• WHAT YOU HAVE TO DO: For the data below, please report each line where the word "trim" is found.

[Opening EXTRACTED ENTRIES section]

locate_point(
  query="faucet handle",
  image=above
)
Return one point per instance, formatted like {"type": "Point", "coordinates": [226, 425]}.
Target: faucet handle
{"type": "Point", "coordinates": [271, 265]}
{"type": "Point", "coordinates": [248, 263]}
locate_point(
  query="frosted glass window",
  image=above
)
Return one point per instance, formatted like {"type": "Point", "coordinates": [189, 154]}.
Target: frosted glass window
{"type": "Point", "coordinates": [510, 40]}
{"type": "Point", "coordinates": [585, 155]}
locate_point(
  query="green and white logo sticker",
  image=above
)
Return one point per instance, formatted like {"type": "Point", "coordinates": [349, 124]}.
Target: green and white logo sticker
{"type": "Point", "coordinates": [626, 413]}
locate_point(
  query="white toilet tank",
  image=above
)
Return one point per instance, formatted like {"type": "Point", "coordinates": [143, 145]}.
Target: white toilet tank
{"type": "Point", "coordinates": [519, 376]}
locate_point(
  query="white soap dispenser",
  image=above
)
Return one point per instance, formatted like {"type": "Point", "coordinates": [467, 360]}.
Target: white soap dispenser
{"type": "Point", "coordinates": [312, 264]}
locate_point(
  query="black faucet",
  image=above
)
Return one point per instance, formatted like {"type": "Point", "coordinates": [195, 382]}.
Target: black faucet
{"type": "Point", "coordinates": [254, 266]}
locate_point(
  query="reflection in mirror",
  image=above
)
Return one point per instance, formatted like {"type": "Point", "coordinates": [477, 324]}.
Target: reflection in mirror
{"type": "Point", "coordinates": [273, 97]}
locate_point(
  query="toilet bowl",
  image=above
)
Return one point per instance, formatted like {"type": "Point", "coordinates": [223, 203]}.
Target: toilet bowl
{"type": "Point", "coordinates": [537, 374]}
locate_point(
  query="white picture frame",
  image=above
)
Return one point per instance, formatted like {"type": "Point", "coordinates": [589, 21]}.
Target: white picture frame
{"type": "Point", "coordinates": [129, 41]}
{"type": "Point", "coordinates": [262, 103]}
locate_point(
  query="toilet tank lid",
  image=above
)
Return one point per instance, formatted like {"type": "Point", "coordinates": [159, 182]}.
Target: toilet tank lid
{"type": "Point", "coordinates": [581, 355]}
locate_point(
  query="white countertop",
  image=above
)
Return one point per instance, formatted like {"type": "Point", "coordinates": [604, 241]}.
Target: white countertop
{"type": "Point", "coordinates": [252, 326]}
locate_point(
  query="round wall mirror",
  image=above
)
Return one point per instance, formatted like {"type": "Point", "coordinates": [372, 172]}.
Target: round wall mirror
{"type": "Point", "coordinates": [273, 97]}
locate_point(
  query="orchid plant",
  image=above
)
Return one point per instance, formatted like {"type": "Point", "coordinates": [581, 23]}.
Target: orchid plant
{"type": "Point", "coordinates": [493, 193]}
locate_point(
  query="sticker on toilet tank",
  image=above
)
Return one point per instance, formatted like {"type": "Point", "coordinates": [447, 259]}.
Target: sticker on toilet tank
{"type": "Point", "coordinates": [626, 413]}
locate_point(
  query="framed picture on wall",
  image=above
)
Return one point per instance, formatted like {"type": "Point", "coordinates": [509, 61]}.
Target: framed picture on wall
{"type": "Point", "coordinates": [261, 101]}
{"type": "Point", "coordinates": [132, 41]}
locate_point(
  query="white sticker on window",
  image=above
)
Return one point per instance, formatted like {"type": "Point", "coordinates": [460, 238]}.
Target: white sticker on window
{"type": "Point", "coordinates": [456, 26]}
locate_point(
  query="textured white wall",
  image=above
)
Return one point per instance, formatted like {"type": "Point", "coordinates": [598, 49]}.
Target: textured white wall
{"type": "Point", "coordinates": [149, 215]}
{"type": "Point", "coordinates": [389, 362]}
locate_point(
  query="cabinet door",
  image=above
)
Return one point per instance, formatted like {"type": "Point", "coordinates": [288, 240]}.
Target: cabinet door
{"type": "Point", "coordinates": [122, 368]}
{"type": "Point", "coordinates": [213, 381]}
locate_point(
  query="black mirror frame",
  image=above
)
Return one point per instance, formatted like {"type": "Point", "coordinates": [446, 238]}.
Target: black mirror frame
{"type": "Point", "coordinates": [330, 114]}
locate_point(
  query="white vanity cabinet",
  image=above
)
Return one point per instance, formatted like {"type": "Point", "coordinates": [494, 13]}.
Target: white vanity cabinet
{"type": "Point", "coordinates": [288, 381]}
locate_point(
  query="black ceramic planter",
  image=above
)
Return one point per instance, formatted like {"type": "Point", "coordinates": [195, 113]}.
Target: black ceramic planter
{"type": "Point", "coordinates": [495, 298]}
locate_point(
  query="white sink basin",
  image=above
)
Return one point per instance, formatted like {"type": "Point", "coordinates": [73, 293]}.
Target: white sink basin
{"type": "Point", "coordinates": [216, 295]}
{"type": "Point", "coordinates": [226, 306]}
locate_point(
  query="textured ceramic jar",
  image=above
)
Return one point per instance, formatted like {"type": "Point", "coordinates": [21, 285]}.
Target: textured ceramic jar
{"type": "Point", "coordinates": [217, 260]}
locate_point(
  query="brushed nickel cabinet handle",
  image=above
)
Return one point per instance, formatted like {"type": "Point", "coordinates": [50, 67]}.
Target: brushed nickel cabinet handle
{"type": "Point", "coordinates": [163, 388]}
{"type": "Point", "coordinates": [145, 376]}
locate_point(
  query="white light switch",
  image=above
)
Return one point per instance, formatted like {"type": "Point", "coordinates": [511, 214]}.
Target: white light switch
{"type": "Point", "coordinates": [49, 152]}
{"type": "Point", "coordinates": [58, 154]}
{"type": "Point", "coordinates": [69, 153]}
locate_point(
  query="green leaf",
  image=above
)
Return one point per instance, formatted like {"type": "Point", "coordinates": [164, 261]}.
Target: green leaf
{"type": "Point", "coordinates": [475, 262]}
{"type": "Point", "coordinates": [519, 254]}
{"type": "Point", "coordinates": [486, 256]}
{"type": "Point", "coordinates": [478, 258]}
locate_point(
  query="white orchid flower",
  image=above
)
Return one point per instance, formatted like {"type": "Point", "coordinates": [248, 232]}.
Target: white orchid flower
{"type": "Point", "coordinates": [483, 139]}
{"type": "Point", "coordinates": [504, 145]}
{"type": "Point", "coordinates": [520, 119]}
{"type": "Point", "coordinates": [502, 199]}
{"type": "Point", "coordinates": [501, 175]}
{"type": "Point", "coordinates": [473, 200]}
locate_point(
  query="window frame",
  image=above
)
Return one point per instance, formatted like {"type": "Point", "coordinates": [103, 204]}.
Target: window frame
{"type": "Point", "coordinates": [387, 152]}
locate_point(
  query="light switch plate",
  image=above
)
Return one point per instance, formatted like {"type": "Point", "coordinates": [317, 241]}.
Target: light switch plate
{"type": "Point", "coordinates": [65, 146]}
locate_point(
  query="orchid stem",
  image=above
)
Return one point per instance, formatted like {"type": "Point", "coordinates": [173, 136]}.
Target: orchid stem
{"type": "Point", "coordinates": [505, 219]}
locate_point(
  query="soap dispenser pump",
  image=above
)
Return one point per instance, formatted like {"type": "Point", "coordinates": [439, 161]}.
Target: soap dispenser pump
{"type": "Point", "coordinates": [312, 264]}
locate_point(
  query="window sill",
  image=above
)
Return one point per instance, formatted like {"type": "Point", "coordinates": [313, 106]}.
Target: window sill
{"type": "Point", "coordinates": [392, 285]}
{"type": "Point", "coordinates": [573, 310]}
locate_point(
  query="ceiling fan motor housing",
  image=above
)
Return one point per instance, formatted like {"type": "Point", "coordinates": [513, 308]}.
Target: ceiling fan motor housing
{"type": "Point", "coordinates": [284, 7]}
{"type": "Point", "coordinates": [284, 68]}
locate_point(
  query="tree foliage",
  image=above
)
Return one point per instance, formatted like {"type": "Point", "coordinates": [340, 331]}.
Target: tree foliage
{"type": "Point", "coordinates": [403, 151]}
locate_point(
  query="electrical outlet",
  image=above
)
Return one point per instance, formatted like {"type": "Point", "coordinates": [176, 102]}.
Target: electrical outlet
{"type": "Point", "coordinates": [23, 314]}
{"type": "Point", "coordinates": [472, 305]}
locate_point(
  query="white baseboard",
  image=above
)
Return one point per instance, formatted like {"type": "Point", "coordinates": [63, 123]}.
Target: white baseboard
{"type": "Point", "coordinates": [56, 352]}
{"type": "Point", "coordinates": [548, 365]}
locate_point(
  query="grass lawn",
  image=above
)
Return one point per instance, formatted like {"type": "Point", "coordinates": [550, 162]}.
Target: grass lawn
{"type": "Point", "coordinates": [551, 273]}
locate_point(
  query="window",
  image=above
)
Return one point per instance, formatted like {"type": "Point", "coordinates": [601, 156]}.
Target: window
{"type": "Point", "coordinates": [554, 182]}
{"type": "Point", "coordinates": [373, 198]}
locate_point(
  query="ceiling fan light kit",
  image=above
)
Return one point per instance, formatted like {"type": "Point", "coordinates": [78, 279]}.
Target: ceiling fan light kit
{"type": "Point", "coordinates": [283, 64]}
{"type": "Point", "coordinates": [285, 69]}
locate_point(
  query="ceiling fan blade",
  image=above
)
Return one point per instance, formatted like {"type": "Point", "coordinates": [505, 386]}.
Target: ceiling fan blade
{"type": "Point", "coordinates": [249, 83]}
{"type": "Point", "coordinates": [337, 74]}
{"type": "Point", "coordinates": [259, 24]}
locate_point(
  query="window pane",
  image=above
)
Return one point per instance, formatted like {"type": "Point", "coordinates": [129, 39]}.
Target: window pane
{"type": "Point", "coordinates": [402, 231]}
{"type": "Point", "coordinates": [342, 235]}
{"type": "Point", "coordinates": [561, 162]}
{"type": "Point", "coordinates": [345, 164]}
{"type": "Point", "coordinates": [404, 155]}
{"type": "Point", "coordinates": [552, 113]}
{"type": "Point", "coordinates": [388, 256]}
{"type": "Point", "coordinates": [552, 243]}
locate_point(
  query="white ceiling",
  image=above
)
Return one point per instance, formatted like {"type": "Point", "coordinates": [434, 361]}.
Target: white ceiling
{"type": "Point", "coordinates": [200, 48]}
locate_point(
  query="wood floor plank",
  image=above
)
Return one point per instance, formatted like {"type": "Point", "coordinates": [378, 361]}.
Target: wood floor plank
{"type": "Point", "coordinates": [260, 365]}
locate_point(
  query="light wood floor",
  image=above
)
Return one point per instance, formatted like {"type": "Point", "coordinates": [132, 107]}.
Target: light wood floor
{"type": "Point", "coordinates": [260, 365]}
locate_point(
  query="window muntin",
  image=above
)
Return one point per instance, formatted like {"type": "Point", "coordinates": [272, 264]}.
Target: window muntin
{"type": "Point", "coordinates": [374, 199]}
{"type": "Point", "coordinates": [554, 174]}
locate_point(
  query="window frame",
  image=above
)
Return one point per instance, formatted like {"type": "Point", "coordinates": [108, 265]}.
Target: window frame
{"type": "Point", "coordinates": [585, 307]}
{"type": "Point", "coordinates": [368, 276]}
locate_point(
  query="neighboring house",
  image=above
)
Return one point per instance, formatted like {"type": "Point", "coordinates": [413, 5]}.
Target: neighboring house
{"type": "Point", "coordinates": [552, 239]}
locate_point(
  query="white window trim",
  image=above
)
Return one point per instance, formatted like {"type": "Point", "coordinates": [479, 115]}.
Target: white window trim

[Closing EXTRACTED ENTRIES section]

• RESPONSE:
  query="white window trim",
Target: white window trim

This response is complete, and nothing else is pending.